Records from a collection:
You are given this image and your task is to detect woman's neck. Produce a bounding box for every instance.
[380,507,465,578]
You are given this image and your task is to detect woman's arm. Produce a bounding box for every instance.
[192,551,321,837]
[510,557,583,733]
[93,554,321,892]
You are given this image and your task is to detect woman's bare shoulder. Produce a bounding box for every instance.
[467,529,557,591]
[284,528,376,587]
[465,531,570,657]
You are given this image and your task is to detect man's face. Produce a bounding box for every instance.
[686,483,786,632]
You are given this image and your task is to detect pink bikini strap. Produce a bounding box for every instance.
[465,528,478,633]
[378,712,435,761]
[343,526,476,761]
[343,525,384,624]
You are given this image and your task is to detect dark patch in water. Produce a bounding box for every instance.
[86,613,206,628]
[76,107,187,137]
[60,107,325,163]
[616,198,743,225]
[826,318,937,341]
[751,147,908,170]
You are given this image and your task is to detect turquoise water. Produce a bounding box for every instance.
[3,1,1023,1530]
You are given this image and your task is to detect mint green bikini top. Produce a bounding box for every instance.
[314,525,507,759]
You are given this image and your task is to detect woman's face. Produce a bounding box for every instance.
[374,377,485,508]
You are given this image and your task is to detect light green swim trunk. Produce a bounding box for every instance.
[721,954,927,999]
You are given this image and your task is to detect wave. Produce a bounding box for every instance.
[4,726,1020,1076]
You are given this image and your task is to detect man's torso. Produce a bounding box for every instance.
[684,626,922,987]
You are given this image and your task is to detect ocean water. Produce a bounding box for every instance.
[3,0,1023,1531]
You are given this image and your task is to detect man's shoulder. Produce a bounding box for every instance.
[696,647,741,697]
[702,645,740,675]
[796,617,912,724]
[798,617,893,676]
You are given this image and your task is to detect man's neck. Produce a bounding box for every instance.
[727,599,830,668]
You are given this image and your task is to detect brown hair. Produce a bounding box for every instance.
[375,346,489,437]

## [What you will do]
What's needed is every entry, returned word for word.

## [Response]
You are given this image and your task is to detect woman's neck. Produce a bounding box for every instance.
[380,507,465,578]
You are given this image and your task is to detect woman's arm. Produce a bounding box for every instance.
[192,551,321,837]
[510,557,583,733]
[93,554,321,892]
You are given this image and your task is to detect woman's bare shoulder. Produce a bounding box for every instance.
[467,529,557,591]
[284,528,376,587]
[465,531,570,657]
You are given this image and your task is to detect man's face. Produce a bounding box for every instance.
[686,483,786,632]
You are given this image and your task is to detect pink bikini strap. Produce a bounding box for every instance.
[465,528,478,633]
[378,712,435,761]
[343,526,476,761]
[343,525,384,624]
You are given this image and your task is to detect dark patch in water. Produce a bounding box for every instance.
[86,613,206,628]
[76,107,187,137]
[60,107,325,163]
[616,198,743,225]
[826,318,937,341]
[751,147,908,170]
You are given this image and your task is to detect turquoise water. Produce a bounding box for every instance.
[3,1,1023,1530]
You are given this image and your task is to detect mint green bikini top. Produce a bounding box for every instance.
[314,525,507,759]
You are given this image and your task is to detect woman's face. Produce a bounding box for every instance.
[374,377,485,508]
You are given this image and your task is to detect light green swim trunk. Produce a bounding box for every instance.
[721,954,927,999]
You are given this image and your task is to detect wave. Produce a bounding box for every instance.
[4,726,1020,1076]
You are given this image and your task is to detect man's torso. Produce a bounding box for every instance.
[684,626,922,987]
You are given this image and your task is to detect ocean water. Produce a bounding box for every instance.
[3,0,1023,1531]
You are given this image and your task is to detect man's shoulder. Produce a bounding box for every instance.
[696,647,741,697]
[702,645,740,675]
[796,617,912,724]
[798,617,893,676]
You are given this image and your task is to detect man's neck. Produce a bounding box for every instance.
[727,599,830,668]
You are given this image and your task is to detect brown hair. Produce a bounding box for every instance.
[375,346,489,437]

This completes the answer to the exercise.